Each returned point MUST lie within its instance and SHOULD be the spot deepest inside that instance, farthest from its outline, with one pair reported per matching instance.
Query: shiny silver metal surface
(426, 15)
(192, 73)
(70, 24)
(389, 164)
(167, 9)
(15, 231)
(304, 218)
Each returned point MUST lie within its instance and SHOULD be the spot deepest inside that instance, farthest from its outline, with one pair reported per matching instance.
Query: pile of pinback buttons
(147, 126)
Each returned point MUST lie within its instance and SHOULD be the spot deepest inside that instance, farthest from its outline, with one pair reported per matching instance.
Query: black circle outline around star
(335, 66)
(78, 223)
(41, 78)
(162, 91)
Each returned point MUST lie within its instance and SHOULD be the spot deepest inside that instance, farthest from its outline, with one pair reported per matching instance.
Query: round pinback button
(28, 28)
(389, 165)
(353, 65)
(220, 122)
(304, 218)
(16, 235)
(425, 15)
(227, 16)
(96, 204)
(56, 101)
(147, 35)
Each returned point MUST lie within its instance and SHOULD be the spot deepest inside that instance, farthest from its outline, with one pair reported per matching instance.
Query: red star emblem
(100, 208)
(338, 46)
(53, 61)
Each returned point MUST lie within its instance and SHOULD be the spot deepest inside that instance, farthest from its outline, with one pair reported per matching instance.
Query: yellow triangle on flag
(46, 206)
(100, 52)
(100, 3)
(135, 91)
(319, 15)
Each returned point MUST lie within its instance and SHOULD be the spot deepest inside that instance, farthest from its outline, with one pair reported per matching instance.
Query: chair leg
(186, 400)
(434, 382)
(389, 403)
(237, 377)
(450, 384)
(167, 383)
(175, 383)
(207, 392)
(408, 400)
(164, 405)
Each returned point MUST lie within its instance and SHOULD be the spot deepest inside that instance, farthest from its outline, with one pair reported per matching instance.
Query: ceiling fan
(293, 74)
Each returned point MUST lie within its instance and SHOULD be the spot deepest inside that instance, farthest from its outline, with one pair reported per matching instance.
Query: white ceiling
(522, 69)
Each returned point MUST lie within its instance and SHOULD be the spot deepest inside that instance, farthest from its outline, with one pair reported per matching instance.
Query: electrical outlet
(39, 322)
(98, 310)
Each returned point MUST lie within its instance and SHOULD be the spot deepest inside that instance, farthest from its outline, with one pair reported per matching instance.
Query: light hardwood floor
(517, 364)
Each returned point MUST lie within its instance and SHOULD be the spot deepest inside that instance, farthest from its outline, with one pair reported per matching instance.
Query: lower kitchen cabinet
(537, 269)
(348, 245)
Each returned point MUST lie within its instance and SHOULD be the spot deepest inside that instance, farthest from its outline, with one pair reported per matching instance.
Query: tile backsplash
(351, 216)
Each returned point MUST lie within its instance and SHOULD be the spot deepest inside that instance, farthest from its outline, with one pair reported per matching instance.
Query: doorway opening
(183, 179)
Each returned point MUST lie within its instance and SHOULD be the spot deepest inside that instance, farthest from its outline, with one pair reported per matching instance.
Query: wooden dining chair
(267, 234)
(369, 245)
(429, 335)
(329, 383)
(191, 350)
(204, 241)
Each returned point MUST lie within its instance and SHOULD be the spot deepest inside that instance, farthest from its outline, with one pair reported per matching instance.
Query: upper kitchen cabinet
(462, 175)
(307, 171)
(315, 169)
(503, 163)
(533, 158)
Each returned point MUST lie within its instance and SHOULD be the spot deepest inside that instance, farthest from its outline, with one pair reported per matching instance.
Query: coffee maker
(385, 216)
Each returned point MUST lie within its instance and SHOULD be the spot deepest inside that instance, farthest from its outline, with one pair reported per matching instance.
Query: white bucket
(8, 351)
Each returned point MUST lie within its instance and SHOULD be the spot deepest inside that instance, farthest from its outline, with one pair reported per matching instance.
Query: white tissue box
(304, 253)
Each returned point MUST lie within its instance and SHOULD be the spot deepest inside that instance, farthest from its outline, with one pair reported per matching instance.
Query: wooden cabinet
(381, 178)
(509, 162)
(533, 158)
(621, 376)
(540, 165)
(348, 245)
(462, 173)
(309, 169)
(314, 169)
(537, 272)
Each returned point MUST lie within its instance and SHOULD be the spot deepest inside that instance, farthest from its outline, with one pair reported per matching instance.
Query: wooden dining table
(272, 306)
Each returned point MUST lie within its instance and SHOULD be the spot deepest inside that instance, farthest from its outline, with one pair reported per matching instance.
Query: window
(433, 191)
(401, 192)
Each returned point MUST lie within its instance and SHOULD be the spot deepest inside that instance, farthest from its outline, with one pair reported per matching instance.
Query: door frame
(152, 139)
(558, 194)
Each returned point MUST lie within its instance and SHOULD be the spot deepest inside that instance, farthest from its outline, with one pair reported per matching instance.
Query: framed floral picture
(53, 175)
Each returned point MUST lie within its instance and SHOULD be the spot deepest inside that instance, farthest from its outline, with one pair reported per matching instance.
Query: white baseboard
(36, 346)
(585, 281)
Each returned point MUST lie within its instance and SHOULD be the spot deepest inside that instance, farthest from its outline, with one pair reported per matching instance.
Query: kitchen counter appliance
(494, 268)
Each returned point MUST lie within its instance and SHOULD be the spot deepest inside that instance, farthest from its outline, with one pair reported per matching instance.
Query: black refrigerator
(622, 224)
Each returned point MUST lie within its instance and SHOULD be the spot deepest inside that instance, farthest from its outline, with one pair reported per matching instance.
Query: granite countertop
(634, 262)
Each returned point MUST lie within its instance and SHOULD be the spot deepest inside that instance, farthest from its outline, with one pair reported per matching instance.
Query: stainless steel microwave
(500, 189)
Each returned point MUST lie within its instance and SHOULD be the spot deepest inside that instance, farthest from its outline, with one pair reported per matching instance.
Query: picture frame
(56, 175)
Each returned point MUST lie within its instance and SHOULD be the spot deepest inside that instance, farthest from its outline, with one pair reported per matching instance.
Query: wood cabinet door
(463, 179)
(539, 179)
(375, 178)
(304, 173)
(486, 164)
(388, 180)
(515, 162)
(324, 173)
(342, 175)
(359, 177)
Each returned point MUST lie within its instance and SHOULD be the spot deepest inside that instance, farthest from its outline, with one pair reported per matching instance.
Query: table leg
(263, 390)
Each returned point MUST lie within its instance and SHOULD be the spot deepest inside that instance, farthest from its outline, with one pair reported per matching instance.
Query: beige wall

CHALLENGE -> Output the listing above without altering a single character.

WRITTEN SOLUTION ->
Each returned point MUST lie within its instance and SHOULD be the spot deepest inside that instance, farthest from its outline, with one pair reported per matching instance.
Query: shiny silver metal surface
(426, 15)
(192, 73)
(70, 24)
(389, 164)
(167, 9)
(15, 231)
(304, 218)
Each returned point MUST lie within its instance and SHOULD be the spot deepest inside that instance, farthest from its outline, with one pair reported per matching instance.
Query: pile of pinback buttons
(147, 126)
Each returned point MUST lie within its instance and SHOULD be the spot deepest inside that instance, farthest from its outline, with one pair reported per matching instance.
Query: black circle outline around star
(335, 66)
(78, 223)
(41, 78)
(162, 91)
Each returned point MUST lie within its instance and SHOULD be the spot deepest inside that instance, farthest from its outline, with one pair reported per matching instance.
Query: round pinback button
(28, 28)
(389, 165)
(353, 65)
(220, 122)
(304, 218)
(16, 235)
(425, 15)
(227, 16)
(96, 204)
(56, 101)
(147, 35)
Each returned point MUST lie within its instance and SHOULD be the spot deepest inside that instance, farthest from its outline, with one pair reported per matching instance.
Query: red star emblem
(100, 208)
(338, 46)
(53, 61)
Each returned point MUST lie within its instance and SHOULD be the spot deepest inside that instance, farthest from its outline, with one pair reported per matching instance.
Query: yellow triangle on flag
(46, 206)
(100, 52)
(100, 3)
(135, 91)
(319, 15)
Each returned point MUST lie within its instance and SHOULD be the spot deepest inside that instance, farthest from its outline, with one pair reported per matching instance.
Query: chair leg
(186, 400)
(434, 382)
(389, 403)
(237, 377)
(450, 384)
(167, 383)
(175, 383)
(207, 392)
(408, 400)
(164, 405)
Each returned point MUST lie within its instance and SHOULD be the spot deepest inside that instance, farthest from its outline, with one pair reported per matching instance.
Query: ceiling fan
(293, 74)
Each returned point MUST lie within its instance and SHOULD be the spot deepest inside that instance, farthest from its outline, with one pair reported per matching instance.
Query: white ceiling
(522, 69)
Each returned point MUST lie within its instance and SHOULD be the spot deepest inside that instance, farthest from its outline, with one pair reported per matching instance.
Query: electrical outlet
(39, 322)
(98, 310)
Each returned point MUST lie within its instance and SHOULD be the spot deepest inside that instance, farthest from its outline, with one pair reported per matching instance.
Query: light hardwood floor
(517, 364)
Each returned point MUST lie within its instance and SHOULD be the spot deepest inside that instance, farthest from its outline, with one pair reported per matching instance.
Query: lower kitchen cabinet
(537, 269)
(348, 245)
Each returned point MUST lie within its instance and SHOULD be the spot deepest inside that instance, farthest from its outline, with one pair reported per matching instance.
Query: tile backsplash
(351, 216)
Each returned point MUST lie within its instance and SHOULD be the spot deepest inside that instance, farthest from its outline, with one pair reported per matching instance.
Query: doorway opening
(183, 179)
Each returned point MUST lie within its instance and SHOULD be the spot deepest inside that instance, farthest from its outline, with one pair reported per matching instance.
Query: wooden dining chair
(267, 234)
(369, 245)
(429, 335)
(329, 383)
(191, 350)
(204, 241)
Each returned point MUST lie within its instance and SHOULD be the spot deepest inside that instance, farthest from its outline, with one pair reported per matching instance.
Query: upper kitchen cabinet
(462, 175)
(307, 171)
(315, 169)
(503, 163)
(533, 158)
Each returned point MUST lie within its instance and SHOULD be the spot deepest inside that instance, farthest from its outline, with one pair reported per matching instance.
Query: coffee maker
(385, 216)
Each returned point MUST lie within its instance and SHOULD be the spot deepest inside that instance, farthest from its outline, with one pair reported per matching instance.
Query: white bucket
(8, 351)
Each returned point MUST lie within its instance and SHOULD be the spot deepest inside that instance, farthest from its outline, with one pair reported per matching instance.
Query: white tissue box
(304, 253)
Each returned point MUST lie within its instance and SHOULD be the spot deepest inside that instance, farthest from its outline, with one pair reported per matching instance.
Query: wooden cabinet
(381, 178)
(509, 162)
(533, 158)
(621, 376)
(540, 165)
(348, 245)
(462, 173)
(309, 169)
(314, 169)
(537, 272)
Each returned point MUST lie within its instance and SHOULD be the spot deepest inside that instance, farthest from its outline, with one pair reported per matching instance.
Query: wooden dining table
(272, 306)
Each returned point MUST lie within its instance and SHOULD be the spot deepest inside that instance, farthest from its outline, with one pair reported per matching instance.
Query: window
(433, 191)
(401, 192)
Each returned point MUST lie within its instance and SHOULD be the spot deepest inside that instance, farthest from its outline, with one pair reported per matching instance.
Query: door frame
(152, 139)
(558, 194)
Each returned point MUST lie within its instance and SHOULD be the spot deepest inside that instance, farthest from its outline, with one pair reported per matching instance.
Query: framed floral picture
(53, 175)
Each returned point MUST lie within its instance and SHOULD be the spot deepest inside that instance, farthest from its outline, with one pair reported per matching instance.
Query: white baseboard
(36, 346)
(585, 281)
Each returned point MUST lie within its instance and SHOULD be the spot deepest inside that instance, farthest from its outline, with one pair reported per matching instance.
Query: kitchen counter appliance
(494, 268)
Each returned point MUST lie within its instance and SHOULD be the spot deepest inside that instance, farthest from its outline, with one pair reported per matching instance.
Query: black refrigerator
(622, 224)
Each returned point MUST lie within its instance and SHOULD be the spot deepest inside that instance, farthest from its outline, with one pair reported per matching instance.
Query: granite countertop
(634, 262)
Each returned point MUST lie within its instance and SHOULD be the spot deepest inside that instance, farthest from its outline, with one pair reported per matching instance.
Query: stainless steel microwave
(500, 189)
Each returned point MUST lie within its instance and SHOULD be the spot deepest inside that instance, farthest from its outline, with one pair reported per matching instance.
Query: picture frame
(56, 175)
Each returned point MUST lie within its instance and SHOULD be the spot deepest inside that instance, farthest from its outline, with one pair reported per matching instance.
Query: wood cabinet door
(463, 179)
(539, 179)
(375, 178)
(304, 173)
(486, 164)
(388, 180)
(515, 162)
(324, 173)
(342, 175)
(359, 177)
Each returned point MUST lie within its instance and SHOULD be the spot deepest inside that instance, farthest from its outline, with one pair reported per matching instance.
Query: table leg
(263, 390)
Each returned point MUST lie within its instance and SHOULD be the spot deepest inside that instance, farthest from its outline, with one pair reported per matching instance.
Query: beige wall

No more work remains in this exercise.